Task statement
Report each line in the rows below that contains the word "track", copying every such line in full. Treat uppercase and lowercase letters as different.

Given records
- - - - -

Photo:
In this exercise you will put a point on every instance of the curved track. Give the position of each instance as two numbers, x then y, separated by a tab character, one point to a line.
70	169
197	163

- - - - -

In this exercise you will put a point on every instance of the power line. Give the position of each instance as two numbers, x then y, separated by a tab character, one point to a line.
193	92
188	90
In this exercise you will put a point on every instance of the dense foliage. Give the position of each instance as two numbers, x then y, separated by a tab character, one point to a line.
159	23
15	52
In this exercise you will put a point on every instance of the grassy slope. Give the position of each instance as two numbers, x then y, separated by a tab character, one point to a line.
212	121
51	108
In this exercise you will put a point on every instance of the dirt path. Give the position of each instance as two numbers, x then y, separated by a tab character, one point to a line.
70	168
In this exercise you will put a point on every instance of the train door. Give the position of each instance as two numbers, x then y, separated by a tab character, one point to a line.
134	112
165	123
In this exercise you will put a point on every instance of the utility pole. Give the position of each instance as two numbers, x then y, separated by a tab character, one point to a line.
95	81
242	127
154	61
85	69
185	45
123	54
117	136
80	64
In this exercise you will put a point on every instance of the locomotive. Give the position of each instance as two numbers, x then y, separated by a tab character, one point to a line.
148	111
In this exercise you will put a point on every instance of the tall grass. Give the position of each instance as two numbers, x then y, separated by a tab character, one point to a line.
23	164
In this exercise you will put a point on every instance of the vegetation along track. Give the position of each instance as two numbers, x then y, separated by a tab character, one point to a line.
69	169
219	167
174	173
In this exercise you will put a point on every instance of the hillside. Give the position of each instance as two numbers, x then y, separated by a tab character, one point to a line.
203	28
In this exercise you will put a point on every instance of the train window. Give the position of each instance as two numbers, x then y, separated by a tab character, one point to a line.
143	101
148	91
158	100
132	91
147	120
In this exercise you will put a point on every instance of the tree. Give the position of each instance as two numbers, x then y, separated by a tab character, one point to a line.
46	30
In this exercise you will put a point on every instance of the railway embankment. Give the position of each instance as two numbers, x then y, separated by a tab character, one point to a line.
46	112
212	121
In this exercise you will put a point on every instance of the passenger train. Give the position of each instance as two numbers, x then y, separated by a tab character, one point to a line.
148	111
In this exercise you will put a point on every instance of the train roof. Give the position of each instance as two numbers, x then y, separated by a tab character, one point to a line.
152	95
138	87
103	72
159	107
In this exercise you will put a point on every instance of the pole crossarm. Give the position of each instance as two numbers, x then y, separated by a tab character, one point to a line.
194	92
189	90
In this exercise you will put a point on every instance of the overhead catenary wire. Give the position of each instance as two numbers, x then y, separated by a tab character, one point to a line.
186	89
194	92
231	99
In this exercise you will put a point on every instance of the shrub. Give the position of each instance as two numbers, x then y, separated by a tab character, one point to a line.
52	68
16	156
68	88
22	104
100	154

- - - - -

Final result
In this exercise you will put a point on every instance of the curved track. Give the position of each instance as two numbers, x then y, separated by a tab character, one point to a line.
In this exercise you will put a point on every instance of the vegetation along track. Give the position of each instance as two numbers, x then y, separated by a tab character, one point to a line.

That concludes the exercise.